* _EXERCISE MATERIAL_:
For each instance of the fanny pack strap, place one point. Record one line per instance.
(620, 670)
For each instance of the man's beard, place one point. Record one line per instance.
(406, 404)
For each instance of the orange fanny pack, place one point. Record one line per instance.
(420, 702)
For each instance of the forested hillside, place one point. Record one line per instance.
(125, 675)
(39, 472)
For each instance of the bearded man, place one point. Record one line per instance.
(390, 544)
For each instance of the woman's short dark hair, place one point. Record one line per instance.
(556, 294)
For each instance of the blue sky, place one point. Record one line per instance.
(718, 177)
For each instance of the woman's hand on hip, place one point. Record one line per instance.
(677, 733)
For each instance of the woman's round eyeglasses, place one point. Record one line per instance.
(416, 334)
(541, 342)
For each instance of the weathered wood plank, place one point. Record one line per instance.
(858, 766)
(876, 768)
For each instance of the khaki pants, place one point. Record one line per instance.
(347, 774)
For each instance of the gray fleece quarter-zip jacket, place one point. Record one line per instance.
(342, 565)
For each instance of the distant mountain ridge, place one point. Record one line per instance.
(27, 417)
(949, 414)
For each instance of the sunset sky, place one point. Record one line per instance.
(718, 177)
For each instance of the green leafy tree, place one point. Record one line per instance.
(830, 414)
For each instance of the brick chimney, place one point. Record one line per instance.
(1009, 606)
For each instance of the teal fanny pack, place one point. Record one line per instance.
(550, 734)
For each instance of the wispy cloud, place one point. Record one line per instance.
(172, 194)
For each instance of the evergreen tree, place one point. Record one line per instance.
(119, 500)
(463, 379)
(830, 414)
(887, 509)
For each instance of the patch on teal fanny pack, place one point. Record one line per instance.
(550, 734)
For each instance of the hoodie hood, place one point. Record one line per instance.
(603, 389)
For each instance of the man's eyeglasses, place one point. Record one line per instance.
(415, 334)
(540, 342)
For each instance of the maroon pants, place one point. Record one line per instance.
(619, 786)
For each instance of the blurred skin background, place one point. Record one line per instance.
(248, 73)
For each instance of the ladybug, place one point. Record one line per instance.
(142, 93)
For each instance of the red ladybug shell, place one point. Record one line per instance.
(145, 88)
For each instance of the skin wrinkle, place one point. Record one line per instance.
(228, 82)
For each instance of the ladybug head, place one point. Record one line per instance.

* _DIRECTIONS FOR THIS TASK_:
The reply should consist of the records, reproduced exactly.

* _RESPONSE BOX_:
For each instance of the fanny pack strap, place one point. Record one line per instance.
(620, 670)
For each instance of the man's beard, place one point. Record one line per instance.
(406, 404)
For each instance of the orange fanny pack, place one point. Record one line per instance.
(420, 702)
For each instance of the forested hillside, place one point. Record one line per instance.
(125, 675)
(39, 472)
For each instance of the bearded man, place one point. Record one line per instance.
(390, 544)
For each instance of the woman's short dark hair, place one point. Record one line per instance.
(556, 294)
For each instance of the blue sky, place one point. Record one line per instance.
(718, 177)
For each instance of the woman's hand on hip, place one point. Record one line per instance.
(677, 733)
For each instance of the woman's round eyeglasses, place one point. Record one line per instance.
(416, 334)
(541, 342)
For each instance of the weathered wood plank, place one point. Record one line per instance.
(858, 766)
(876, 768)
For each instance of the khaki pants, place one point. Record one line per instance.
(347, 774)
For each instance of the gray fleece quarter-zip jacket, place one point. Record one line per instance.
(342, 565)
For each instance of the distant mountain ridge, place one point. Record one line per instance.
(27, 417)
(949, 414)
For each instance of the sunset sky, place one point. Record one line per instance.
(718, 177)
For each instance of the green leafy tree, place one point. Record one line per instance.
(830, 414)
For each instance of the brick chimney, place one point. Record one line per instance.
(1009, 606)
For each instance of the teal fanny pack, place one point. Record one line per instance.
(550, 734)
For each instance of the wispy cloud, place one point. Record one line per instance.
(172, 194)
For each instance of the evergreen tree, place one point. Record one line per instance.
(119, 500)
(463, 379)
(830, 414)
(887, 509)
For each instance of the patch on teal fanny pack, place one point. Record one line per instance.
(550, 734)
For each instance of the hoodie hood, place one point. Record one line per instance.
(603, 389)
For each instance of the man's eyeglasses, place one point. Record one line per instance.
(415, 334)
(540, 342)
For each instance of the maroon pants, place one point. Record one line per instance.
(619, 786)
For each instance of the blurred skin background, place one point. Record one line per instance.
(248, 73)
For each instance of the ladybug, place one point. Record one line per instance.
(142, 93)
For each instance of the red ladybug shell, place one point. Record one line per instance.
(145, 88)
For each instance of the skin wrinkle, place one point. Record one line per instance.
(228, 82)
For each instance of the ladybug head, place one point. Record one line per instance.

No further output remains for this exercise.